══ Entries provided

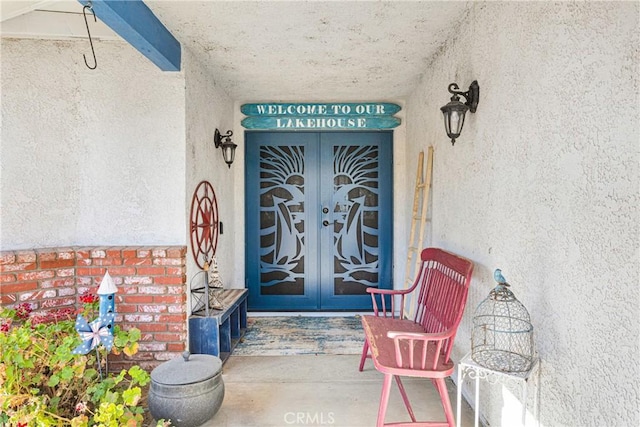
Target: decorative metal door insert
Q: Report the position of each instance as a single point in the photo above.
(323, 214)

════
══ Entries provided

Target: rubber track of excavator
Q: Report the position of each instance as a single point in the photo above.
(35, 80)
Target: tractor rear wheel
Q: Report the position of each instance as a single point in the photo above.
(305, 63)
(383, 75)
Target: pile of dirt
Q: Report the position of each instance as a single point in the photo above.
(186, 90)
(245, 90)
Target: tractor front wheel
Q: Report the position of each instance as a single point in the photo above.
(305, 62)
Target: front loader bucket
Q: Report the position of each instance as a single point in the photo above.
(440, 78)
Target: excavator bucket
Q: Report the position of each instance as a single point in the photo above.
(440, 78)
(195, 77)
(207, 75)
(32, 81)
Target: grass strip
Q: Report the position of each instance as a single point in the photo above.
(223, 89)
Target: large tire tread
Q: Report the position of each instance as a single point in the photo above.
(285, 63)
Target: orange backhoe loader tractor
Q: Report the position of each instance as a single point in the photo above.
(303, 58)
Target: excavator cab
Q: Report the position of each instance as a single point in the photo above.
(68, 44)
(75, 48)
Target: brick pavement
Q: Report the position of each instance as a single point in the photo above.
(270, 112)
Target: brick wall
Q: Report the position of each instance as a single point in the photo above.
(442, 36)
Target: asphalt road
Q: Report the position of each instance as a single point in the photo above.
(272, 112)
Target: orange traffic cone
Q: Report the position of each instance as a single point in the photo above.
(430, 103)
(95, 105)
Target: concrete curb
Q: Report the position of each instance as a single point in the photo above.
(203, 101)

════
══ Entries provided

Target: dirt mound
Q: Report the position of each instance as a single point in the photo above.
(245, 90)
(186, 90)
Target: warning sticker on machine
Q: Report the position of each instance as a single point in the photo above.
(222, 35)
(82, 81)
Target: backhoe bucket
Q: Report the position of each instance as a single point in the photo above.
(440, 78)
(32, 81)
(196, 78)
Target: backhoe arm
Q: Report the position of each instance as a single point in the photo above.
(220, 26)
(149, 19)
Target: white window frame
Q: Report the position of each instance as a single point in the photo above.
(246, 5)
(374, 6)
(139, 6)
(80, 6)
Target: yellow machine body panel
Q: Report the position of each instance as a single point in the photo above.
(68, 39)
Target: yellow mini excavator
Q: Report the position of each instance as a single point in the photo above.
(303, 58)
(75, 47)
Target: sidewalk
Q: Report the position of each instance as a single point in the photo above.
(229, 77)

════

▶ **Problem details**: Report every line in the material above that contains the word "loader", copying each line in full.

▶ **Correct output**:
Target: front loader bucket
Target: orange backhoe loader tractor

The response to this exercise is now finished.